- **WHAT YOU ARE ASKED TO DO**: Search the data for "building". Return each matching line.

- **LISTED ENTRIES**:
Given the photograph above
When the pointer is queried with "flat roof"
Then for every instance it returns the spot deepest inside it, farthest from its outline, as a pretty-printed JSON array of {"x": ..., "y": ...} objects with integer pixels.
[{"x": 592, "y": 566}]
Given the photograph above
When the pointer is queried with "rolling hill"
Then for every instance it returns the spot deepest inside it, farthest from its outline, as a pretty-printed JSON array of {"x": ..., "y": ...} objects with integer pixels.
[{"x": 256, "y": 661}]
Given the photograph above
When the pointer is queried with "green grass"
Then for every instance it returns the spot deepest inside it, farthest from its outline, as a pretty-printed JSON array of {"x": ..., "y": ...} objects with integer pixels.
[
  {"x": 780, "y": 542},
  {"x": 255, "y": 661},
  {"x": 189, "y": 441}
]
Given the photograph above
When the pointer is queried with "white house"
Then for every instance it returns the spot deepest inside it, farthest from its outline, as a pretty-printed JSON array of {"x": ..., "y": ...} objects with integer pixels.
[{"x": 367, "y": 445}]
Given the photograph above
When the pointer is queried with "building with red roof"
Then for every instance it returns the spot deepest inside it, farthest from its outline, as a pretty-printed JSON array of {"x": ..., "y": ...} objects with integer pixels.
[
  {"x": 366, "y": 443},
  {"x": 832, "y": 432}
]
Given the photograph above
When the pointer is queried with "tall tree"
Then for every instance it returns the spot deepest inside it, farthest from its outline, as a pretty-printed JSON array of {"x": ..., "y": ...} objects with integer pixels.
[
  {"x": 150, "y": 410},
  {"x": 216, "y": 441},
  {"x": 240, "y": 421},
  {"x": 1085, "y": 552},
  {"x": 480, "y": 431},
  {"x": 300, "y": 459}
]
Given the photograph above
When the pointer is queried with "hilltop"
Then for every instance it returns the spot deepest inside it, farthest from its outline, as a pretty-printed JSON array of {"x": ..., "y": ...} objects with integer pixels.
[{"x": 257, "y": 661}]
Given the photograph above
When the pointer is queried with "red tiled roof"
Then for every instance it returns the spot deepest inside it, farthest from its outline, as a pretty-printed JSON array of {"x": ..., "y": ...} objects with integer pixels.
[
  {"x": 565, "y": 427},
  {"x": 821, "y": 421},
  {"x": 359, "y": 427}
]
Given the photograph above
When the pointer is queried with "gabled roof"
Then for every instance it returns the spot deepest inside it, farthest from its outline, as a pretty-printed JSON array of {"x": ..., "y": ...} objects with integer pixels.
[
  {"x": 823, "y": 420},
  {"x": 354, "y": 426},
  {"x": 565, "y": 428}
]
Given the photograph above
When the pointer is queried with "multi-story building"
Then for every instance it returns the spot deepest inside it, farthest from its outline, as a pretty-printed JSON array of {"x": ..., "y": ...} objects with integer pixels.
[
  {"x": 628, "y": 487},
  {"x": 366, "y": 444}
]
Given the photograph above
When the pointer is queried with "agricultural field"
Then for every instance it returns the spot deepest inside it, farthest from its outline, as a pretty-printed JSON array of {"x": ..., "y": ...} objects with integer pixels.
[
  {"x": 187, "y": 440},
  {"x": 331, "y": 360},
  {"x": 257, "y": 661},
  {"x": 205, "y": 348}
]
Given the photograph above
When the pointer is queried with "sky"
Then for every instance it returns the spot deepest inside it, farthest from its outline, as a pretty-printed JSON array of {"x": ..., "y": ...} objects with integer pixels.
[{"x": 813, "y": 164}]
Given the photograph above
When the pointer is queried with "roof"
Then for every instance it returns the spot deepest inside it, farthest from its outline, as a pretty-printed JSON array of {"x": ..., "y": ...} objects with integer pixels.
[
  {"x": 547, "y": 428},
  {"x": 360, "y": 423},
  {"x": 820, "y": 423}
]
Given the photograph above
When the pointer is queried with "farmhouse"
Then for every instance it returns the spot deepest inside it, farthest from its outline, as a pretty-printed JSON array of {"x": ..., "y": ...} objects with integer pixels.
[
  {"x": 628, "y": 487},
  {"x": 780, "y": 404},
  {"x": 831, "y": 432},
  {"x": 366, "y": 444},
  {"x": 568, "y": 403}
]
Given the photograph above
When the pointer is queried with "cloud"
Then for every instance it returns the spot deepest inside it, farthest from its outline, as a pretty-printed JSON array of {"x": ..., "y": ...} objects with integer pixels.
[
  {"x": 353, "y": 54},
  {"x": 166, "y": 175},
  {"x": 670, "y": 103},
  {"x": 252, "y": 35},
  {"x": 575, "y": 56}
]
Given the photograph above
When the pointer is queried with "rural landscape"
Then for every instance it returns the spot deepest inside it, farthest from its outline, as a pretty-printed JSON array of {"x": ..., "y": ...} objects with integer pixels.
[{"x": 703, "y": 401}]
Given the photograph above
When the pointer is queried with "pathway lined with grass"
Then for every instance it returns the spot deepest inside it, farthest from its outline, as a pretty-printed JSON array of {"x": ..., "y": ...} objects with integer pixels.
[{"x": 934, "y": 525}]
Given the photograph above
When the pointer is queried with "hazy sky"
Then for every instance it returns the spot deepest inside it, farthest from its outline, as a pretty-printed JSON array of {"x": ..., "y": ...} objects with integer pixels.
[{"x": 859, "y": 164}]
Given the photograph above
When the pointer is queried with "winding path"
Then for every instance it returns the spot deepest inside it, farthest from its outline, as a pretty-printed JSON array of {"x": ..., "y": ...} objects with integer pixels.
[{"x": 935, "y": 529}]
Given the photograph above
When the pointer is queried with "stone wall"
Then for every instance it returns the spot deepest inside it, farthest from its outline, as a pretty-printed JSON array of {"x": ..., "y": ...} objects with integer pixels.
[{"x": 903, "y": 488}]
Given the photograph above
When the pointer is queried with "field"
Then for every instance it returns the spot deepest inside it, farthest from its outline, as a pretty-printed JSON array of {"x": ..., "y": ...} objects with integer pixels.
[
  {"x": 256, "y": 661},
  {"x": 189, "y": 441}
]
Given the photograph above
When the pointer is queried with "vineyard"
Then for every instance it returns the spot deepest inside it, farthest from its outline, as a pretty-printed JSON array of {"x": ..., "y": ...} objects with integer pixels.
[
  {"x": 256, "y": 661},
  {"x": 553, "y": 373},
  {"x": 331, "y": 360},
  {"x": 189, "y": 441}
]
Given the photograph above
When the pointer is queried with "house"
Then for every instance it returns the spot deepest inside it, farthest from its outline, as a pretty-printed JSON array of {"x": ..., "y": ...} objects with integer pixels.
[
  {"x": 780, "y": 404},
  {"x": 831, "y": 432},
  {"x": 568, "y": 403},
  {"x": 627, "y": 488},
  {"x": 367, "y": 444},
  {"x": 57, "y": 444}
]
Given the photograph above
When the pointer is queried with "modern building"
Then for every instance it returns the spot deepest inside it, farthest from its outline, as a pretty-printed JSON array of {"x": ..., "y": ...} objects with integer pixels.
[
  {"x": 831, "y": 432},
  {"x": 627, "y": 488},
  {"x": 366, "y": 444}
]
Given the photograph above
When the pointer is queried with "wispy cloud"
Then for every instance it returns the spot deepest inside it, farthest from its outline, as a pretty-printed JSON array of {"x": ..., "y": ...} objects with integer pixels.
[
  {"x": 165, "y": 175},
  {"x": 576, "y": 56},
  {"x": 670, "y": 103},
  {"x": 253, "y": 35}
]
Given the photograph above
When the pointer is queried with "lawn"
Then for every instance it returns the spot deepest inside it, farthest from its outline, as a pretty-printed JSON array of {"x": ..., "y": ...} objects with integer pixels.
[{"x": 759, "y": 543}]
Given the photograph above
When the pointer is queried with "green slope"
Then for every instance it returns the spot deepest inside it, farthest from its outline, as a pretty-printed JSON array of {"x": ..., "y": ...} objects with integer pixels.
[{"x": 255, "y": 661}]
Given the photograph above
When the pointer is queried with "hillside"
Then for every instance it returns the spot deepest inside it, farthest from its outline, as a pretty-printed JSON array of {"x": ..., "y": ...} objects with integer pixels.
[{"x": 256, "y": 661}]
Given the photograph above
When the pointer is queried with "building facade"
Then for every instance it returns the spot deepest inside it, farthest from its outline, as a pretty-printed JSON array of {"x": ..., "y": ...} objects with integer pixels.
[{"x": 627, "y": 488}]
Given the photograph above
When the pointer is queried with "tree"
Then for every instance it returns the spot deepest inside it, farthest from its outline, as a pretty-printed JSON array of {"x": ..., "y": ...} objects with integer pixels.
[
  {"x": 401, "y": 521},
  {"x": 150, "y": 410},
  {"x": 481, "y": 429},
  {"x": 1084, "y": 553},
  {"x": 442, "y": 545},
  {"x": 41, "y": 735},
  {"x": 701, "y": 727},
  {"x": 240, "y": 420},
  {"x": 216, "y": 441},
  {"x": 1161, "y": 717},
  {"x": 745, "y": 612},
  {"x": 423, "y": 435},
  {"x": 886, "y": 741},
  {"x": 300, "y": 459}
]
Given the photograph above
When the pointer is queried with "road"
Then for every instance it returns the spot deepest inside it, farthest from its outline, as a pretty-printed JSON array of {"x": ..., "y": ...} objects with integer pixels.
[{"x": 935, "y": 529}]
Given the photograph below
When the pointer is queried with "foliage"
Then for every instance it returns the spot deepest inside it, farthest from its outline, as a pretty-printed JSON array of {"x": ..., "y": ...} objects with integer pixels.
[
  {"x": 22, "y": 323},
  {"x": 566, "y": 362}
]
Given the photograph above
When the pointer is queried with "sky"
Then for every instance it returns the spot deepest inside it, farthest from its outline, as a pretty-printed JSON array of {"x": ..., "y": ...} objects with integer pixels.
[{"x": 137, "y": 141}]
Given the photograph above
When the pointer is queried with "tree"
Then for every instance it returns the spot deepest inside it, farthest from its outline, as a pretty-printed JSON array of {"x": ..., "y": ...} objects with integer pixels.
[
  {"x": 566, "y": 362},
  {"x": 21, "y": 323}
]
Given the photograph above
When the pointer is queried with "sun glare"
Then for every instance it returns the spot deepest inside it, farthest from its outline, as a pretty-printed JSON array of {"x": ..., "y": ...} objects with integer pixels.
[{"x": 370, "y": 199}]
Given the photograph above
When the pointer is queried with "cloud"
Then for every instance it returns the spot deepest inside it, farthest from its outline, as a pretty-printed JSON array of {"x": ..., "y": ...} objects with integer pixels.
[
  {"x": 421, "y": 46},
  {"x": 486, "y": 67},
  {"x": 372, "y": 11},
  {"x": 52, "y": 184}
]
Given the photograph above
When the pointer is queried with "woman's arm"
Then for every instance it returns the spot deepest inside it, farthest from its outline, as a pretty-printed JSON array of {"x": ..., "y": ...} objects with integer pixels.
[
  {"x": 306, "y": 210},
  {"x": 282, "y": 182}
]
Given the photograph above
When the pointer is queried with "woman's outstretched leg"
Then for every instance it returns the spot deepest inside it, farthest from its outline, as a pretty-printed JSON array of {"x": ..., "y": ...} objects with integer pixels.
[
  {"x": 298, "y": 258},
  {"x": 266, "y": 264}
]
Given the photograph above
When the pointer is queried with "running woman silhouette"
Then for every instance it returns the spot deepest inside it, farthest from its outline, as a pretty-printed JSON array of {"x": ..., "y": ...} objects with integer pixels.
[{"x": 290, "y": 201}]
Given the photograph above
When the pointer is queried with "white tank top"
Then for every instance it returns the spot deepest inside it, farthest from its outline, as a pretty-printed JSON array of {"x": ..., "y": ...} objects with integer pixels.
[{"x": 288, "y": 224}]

- **RESPONSE TO THE TASK**:
When the pointer is queried with "building with red roof"
When the pointer is queried with "multi-story building"
When the pointer is queried with "modern building"
When the pointer is queried with "building facade"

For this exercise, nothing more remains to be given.